Using the data below, copy out all lines with the word "sunglasses".
━━ Supplied records
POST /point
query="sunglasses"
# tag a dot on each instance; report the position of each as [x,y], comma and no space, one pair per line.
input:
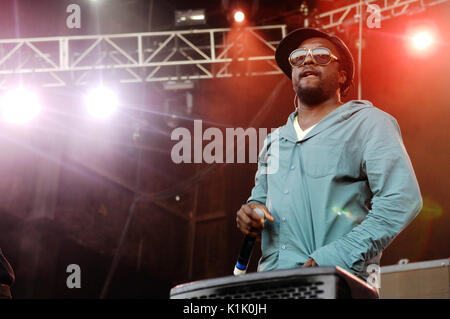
[321,56]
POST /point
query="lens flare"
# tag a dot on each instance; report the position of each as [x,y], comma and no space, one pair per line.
[19,106]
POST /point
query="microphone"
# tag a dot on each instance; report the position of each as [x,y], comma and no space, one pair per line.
[246,250]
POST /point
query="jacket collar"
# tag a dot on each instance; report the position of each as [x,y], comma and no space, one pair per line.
[339,114]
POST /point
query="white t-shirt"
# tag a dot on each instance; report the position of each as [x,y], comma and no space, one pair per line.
[300,133]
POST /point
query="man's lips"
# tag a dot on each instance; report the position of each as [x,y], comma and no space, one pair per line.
[308,72]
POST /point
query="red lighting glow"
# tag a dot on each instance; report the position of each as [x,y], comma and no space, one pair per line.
[422,40]
[239,16]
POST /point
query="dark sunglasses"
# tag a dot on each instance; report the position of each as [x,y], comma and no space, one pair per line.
[321,56]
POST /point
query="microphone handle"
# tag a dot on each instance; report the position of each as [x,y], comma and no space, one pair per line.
[244,255]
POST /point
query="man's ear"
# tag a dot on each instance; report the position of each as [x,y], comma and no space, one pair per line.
[342,77]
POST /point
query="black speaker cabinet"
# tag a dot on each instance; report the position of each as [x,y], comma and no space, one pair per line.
[298,283]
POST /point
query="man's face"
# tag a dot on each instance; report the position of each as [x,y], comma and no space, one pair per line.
[325,79]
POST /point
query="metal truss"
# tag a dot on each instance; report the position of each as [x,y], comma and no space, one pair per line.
[141,57]
[388,9]
[171,55]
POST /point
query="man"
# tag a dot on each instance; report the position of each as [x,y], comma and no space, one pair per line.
[6,277]
[344,186]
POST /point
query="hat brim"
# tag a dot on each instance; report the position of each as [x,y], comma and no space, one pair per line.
[296,37]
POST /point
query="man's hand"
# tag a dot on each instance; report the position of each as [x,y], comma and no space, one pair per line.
[249,222]
[310,263]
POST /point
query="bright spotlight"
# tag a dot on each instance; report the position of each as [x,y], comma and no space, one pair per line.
[422,40]
[19,106]
[239,16]
[101,102]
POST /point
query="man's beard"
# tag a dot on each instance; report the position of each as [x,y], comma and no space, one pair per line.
[311,96]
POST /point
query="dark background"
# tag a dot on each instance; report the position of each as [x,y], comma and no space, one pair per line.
[67,182]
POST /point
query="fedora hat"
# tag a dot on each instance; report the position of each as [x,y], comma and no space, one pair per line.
[291,42]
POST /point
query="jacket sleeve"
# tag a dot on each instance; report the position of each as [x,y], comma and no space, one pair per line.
[396,199]
[259,191]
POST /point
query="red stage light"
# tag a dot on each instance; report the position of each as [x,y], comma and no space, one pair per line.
[239,16]
[422,40]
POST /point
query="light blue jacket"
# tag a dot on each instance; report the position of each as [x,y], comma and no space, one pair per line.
[340,195]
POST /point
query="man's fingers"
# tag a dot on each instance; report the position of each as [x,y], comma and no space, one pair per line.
[267,214]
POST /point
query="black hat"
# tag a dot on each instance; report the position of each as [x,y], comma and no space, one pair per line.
[291,42]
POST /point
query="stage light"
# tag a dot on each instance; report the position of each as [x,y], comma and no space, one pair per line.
[190,17]
[101,102]
[239,16]
[19,106]
[422,40]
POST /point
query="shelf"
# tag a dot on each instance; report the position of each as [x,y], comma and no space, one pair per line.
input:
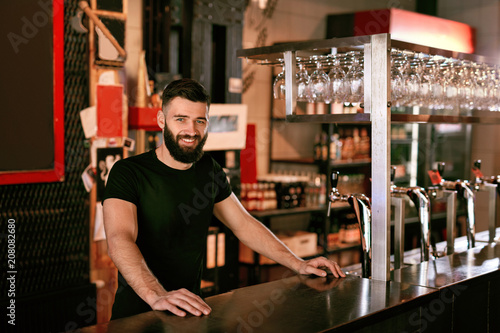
[309,160]
[345,118]
[402,141]
[343,247]
[284,212]
[294,211]
[477,117]
[351,163]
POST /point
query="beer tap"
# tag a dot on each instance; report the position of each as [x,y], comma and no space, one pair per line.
[438,192]
[362,209]
[481,183]
[419,197]
[465,192]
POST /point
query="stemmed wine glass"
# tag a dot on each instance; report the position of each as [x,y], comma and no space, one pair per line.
[318,83]
[397,82]
[353,86]
[336,76]
[302,78]
[279,82]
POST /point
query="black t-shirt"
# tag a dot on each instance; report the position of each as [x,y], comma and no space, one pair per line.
[174,210]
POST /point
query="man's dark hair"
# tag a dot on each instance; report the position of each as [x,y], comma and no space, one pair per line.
[189,89]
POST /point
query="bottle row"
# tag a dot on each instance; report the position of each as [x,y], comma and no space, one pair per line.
[346,145]
[279,191]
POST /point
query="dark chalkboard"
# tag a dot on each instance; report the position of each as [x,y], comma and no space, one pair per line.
━━━━
> [Response to this task]
query="sunglasses"
query="dark sunglasses"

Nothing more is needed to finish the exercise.